▶ SHORT PROBLEM A:
Please decide whether each statement below agrees with the forum thread on CPU and GPU bottlenecks, answering yes or no and quoting the thread's deciding words. (i) The first poster's graphics card is a GTX 1060. (ii) The first poster says the low usage shows up in every game. (iii) The reply's worst-case example ends with a total frame time of 40 ms.
▶ SHORT PROBLEM B:
Work out how many lines of the entries contain the string "tree". Give only the number.

▶ SELECTED EXTRACT:
Where is the bottleneck?

[Red King]

So I've been looking at some game's CPU/CPU usage a lot now that I upgraded my graphics card and I've noticed that in some cases my GPU is sitting at 50% and so is my CPU, not only 50% overall usage but around 40-70% usage in any individual core. So it would seem to me that if this is the case I should be getting a higher framerate because no single CPU core or my GPU is being maxed out.

This only happens in some games, others are able to max out either GPU, CPU or both. Could someone with a deeper knowledge on hardware explain to me why this may be the case?

Here's an example where my CPU and GPU aren't being used to thier full potential.

And here's an example of where I can get both very high GPU and CPU usage.

My specs

AMD FX 8350
Gigabyte GA-990XA-UD3 Rev 4
GTX 1060
8GB DDR3 @1600 9-9-9-24

 

[Shifty Geezer]

Just non-optimal code, probably. If they're waiting on each other, there can be idle moments. Worst case, let's imagine a game requires the CPU to do all it's processing before it can create jobs for the GPU, and then the CPU does nothing while the GPU works. You could have the CPU work for 20ms, then the GPU work for 20 ms, with a total frame time of 40 ms. Now if it could be written so the two run concurrently, you're down to 20 ms frame time and far more utilisation. Some jobs are serial though and you just have spaces.

[Part of a data file]

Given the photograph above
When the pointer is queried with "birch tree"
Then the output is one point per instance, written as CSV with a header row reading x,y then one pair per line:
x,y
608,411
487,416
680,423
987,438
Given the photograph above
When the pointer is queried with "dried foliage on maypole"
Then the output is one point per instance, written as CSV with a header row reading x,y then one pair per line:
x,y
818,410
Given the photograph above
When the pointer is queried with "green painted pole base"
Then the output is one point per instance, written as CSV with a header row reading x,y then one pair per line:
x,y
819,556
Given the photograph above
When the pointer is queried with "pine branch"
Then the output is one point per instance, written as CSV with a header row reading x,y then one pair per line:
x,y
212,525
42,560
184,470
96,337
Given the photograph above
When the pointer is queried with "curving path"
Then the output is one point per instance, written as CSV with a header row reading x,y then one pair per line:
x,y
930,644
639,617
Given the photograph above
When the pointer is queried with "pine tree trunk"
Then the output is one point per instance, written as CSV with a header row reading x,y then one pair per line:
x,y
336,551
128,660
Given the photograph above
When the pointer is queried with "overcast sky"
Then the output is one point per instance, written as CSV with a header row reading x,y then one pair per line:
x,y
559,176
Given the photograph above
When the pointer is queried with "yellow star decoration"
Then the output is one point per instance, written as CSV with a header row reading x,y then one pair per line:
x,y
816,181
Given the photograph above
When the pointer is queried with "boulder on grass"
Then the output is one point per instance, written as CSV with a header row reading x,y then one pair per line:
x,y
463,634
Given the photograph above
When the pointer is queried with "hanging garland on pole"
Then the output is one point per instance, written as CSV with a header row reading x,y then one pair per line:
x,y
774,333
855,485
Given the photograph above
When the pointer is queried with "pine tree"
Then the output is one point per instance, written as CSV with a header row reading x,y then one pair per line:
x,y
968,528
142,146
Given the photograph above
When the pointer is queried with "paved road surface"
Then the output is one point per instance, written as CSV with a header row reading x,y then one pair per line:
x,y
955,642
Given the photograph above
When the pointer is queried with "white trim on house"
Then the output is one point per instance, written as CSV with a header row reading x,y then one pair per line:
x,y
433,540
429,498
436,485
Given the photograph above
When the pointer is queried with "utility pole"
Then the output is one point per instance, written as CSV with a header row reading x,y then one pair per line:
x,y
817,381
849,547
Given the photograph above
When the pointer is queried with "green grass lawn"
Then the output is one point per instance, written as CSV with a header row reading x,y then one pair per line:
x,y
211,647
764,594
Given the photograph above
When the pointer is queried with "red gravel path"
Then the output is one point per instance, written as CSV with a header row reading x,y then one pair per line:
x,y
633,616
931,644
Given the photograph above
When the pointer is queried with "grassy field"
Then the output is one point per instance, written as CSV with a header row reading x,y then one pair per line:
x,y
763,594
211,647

▶ EXERCISE RESPONSE A:
(i) Yes: "GTX 1060"
(ii) No: "This only happens in some games, others are able to max out either GPU, CPU or both."
(iii) Yes: "with a total frame time of 40 ms"

▶ EXERCISE RESPONSE B:
3